───── Material provided ─────
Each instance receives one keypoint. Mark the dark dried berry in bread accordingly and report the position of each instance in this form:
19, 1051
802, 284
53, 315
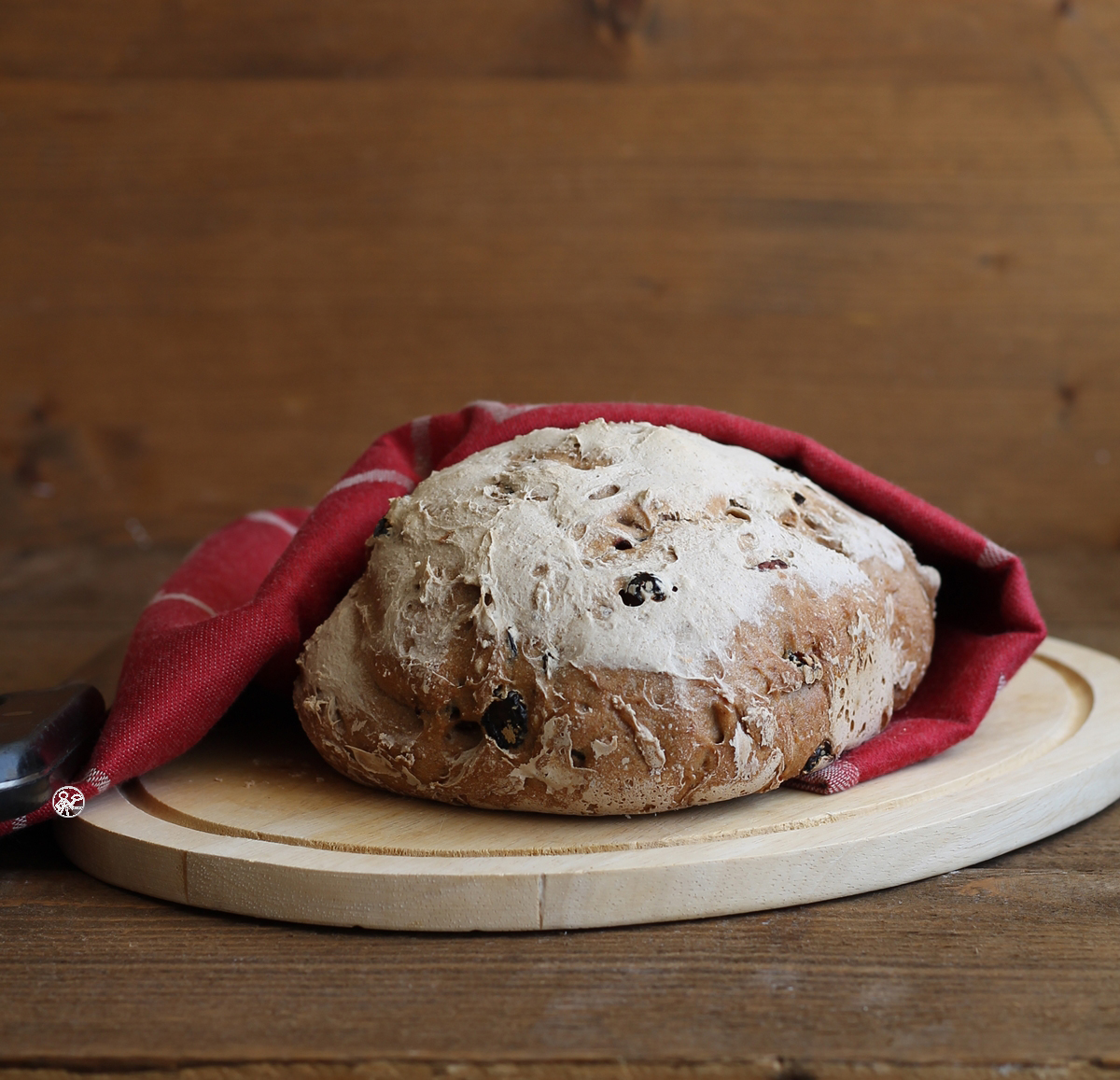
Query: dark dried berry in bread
507, 721
642, 587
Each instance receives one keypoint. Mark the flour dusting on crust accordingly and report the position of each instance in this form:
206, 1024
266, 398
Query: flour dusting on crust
615, 619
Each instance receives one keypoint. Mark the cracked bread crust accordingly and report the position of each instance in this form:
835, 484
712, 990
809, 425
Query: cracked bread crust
616, 619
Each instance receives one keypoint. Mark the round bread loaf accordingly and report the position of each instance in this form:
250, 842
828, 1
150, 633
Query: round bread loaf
615, 619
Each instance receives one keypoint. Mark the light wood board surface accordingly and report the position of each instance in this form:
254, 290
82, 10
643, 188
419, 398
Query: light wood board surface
256, 823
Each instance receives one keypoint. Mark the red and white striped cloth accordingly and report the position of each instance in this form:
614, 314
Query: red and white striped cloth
245, 599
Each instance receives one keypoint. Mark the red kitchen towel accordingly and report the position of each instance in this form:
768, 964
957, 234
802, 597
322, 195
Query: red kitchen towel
244, 603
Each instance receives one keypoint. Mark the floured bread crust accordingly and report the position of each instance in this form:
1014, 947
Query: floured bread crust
617, 619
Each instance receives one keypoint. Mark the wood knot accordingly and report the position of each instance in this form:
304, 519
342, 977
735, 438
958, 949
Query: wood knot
620, 17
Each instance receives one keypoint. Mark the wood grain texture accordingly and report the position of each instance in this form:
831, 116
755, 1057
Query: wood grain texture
238, 245
1015, 962
251, 822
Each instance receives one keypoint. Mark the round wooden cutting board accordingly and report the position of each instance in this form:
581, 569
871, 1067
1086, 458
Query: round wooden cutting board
253, 821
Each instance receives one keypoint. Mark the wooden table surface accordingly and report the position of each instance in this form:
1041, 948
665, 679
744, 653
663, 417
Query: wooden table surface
1014, 964
240, 241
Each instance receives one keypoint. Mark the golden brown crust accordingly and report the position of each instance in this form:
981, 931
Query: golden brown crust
509, 721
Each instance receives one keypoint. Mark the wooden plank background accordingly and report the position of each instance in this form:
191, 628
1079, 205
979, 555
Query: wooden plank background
238, 242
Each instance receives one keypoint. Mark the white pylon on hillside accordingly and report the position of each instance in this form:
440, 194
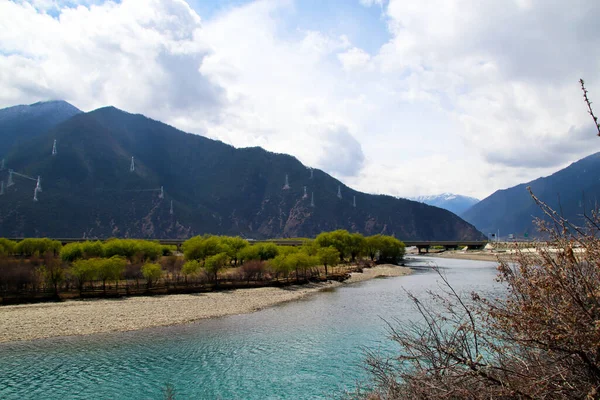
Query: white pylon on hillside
287, 183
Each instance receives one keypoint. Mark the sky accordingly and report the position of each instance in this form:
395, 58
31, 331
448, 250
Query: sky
396, 97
─────
- **To be done**
Reproduce every line of the listing above verbatim, omitting the pictures.

- **Response to this task**
Each instance receives one keypoint. Mark the dark dried berry in bread accordingly and report the position of each instance in this form:
19, 1051
802, 284
53, 315
Query: dark dried berry in bread
507, 721
642, 587
Each instance receives one keypoint. Mark the flour dusting on crust accordingly and report the position of each instance in this form:
206, 1024
266, 398
Query: flour dusting on crust
615, 619
Each instance receives one keypoint. Mark the cracked bread crust accordingly and report the position of each instance in this form:
835, 484
712, 990
809, 425
Query: cracked bread crust
616, 619
Each instance receives one keypoint. Mark the round bread loaf accordingly and report the position of each instance in this form:
250, 842
828, 1
150, 633
Query: round bread loaf
615, 619
Each instance receives one keypoint. Mark the light wood board surface accordingly and report the position of each instance in this form:
254, 290
82, 10
643, 188
419, 398
Query: light wood board surface
256, 823
Each instance receives one keypoint. Mark the red and white striped cloth accordingly and report the position of each instance in this form:
614, 314
Query: red and white striped cloth
245, 599
Each instance receives one keypoint. Mark the red kitchen towel accordingly and report the position of each instance in this form:
768, 964
957, 234
802, 597
322, 195
Query: red kitchen towel
244, 603
Each instance receives one keypoint. Mark the floured bread crust accordingly and report the position of each instance in this form:
1014, 947
Query: floured bread crust
617, 619
Each instance receives one keypoint. Mark the wood knot accordingly and report the position of each instance in this form:
304, 519
342, 977
735, 438
958, 949
Query: wood knot
620, 17
Each instance receives one keypoint. Mark the wood grain texture accordingly and report the position of each instance in this form:
831, 116
755, 1057
Query: wood grain texture
238, 245
1015, 962
251, 822
Each instance receives one keypoint. Mark the round wooden cutting board accordingly and report the position of each instance in this form:
581, 569
871, 1067
1086, 458
Query: round wooden cutting board
253, 821
Each instance receives one keypoint. Mark the wooden table surface accordingly and report the position of each instance in this form:
1041, 948
665, 679
744, 653
663, 417
Query: wooden table surface
1014, 964
240, 241
Each instance receives one keypoint. Mark the golden brown crust accordingly and report the position of each instance in this form:
981, 931
Query: golden brown crust
509, 721
Each instance receives one keypoint. Mark the wooden plank background accordingly and report the position of each instance in this form:
191, 628
1079, 205
979, 555
Query: wooden plank background
238, 242
Each instance receives one keypoint. Mark the white pylon on hillside accordingly and report the position of each instance in this form:
440, 194
Query: white pylon on hillside
287, 183
Each instance receives one keypoint. Mark the sky accordingly and report the position of each instance in this form:
395, 58
31, 331
448, 250
Query: sky
396, 97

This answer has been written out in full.